Word for word, restate every line of the listing that follows.

=======

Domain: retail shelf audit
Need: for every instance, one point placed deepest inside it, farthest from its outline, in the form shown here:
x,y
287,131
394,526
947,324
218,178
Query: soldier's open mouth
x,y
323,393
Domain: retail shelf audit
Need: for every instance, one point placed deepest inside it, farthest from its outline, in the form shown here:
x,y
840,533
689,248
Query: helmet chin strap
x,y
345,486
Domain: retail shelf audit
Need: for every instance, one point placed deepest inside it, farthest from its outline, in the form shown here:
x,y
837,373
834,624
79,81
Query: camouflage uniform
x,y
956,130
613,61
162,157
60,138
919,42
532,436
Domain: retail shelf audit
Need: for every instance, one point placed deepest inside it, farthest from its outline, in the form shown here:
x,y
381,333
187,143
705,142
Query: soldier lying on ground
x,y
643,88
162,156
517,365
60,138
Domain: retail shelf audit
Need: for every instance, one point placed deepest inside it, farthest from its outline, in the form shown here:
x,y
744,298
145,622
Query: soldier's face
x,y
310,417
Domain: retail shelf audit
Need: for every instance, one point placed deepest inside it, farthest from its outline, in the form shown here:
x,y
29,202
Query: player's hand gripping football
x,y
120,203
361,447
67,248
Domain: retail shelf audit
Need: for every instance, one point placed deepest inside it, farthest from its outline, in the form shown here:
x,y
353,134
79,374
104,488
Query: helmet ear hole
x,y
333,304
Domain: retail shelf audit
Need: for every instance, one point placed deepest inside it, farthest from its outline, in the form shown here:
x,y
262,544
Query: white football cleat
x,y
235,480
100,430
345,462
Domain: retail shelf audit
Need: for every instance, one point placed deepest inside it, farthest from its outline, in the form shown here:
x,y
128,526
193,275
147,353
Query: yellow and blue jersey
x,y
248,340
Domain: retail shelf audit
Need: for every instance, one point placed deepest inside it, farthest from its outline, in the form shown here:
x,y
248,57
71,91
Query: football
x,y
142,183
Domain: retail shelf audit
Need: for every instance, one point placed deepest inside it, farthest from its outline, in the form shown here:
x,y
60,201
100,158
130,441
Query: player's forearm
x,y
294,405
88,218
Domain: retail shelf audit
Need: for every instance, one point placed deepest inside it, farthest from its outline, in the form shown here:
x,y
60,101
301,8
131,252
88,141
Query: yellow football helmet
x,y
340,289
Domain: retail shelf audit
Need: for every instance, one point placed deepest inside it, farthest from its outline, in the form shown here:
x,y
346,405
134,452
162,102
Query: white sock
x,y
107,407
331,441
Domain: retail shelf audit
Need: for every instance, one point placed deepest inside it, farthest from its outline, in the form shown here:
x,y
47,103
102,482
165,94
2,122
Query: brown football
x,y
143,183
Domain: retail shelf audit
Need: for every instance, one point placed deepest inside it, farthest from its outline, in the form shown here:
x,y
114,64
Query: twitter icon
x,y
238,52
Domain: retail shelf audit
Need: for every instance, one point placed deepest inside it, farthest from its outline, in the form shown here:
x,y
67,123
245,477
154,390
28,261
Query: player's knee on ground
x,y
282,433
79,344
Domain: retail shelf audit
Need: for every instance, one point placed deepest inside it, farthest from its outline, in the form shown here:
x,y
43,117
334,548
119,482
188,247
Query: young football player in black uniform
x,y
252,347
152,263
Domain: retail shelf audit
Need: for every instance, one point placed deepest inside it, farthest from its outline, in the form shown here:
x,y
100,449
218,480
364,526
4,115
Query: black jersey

=======

• **OUTPUT OF THE EXERCISE**:
Domain: retail shelf audit
Need: for every instance, one point placed deepest inside it, farthest from its outline, in the form shown here:
x,y
287,131
394,526
947,324
218,178
Query: soldier's open mouth
x,y
323,393
Domain: retail shelf audit
Need: for every instance, one point placed deepest inside it, farthest from its outline, in the form shown here:
x,y
840,533
689,248
Query: helmet chin strap
x,y
345,486
Domain: retail shelf audit
Need: for every instance, one point placed deepest inside it, farthest from its outline, in the form shown here:
x,y
837,373
834,624
79,81
Query: camouflage uniform
x,y
956,130
613,61
162,157
60,138
919,42
532,436
Domain: retail shelf audit
Need: for every instance, one point placed deepest inside it, farthest from its outline, in the form shown here:
x,y
381,333
187,143
705,142
Query: soldier lying on ground
x,y
643,88
162,156
517,365
60,138
Domain: retail shelf audit
Need: for every instance, one point placed deepest inside it, farthest from its outline, in the form shown here:
x,y
744,298
145,622
Query: soldier's face
x,y
310,417
Domain: retail shelf audit
Need: for every instance, one point placed deepest inside it, farthest from its outline, in the form shown here:
x,y
29,202
Query: player's hand gripping football
x,y
120,203
361,447
67,248
Domain: retail shelf audit
Need: for every instance, one point placed deepest inside it, farthest from its outline, in the form shown here:
x,y
353,134
79,374
104,488
Query: helmet ear hole
x,y
333,304
Domain: retail shelf audit
Need: for every instance, one point placed deepest inside it, farthest from its outline, in the form shown here:
x,y
262,544
Query: white football cleat
x,y
235,480
100,430
345,462
Domain: retail shelf audit
Need: for every instance, one point placed deepest inside it, farthest from its outline, in the form shown here:
x,y
128,526
193,275
147,353
Query: yellow and blue jersey
x,y
248,340
Domain: retail shelf audit
Need: for every instance, one point placed deepest inside it, farthest from its outline, in the form shown here:
x,y
248,57
71,91
Query: football
x,y
142,183
Domain: retail shelf audit
Need: for every instance, one point placed deepest inside it, farthest from its outline, in the form shown here:
x,y
60,201
100,158
130,441
Query: player's forearm
x,y
294,405
88,218
Domain: retail shelf audit
Need: for every instance, one point placed deepest inside it, farthest from its outline, in the form shown here:
x,y
60,101
301,8
131,252
88,141
Query: yellow football helmet
x,y
340,289
Domain: retail shelf audit
Need: for every instance, one point placed deepest inside it, farthest from its outline, in the form shown here:
x,y
346,405
134,452
162,102
Query: white sock
x,y
107,407
331,441
Domain: retail shelf audit
Need: for every instance, one point placed deepest inside it, farthest from its outline, in the form shown here:
x,y
47,103
102,482
165,94
2,122
Query: brown football
x,y
143,183
Domain: retail shelf audit
Need: for every instance, one point placed deepest inside it, farthest from its outline, in the form shown here:
x,y
114,64
Query: twitter icon
x,y
238,52
Domain: retail shelf audit
Need: for every instance, one point placed deepest inside it, farthest from its outline, in the form shown here:
x,y
67,123
245,477
154,390
28,261
Query: player's knee on ground
x,y
282,433
79,344
Domain: retail shelf audit
Need: for every instance, one point placed deepest inside it, farthest from its outline, in the form shown here:
x,y
43,117
334,548
119,482
188,247
Query: young football player in black uniform
x,y
252,347
152,263
Domain: retail shelf audit
Need: for every instance, one point placed deepest inside it, farthest from its outline, in the form shown here:
x,y
100,449
218,480
364,526
4,115
Query: black jersey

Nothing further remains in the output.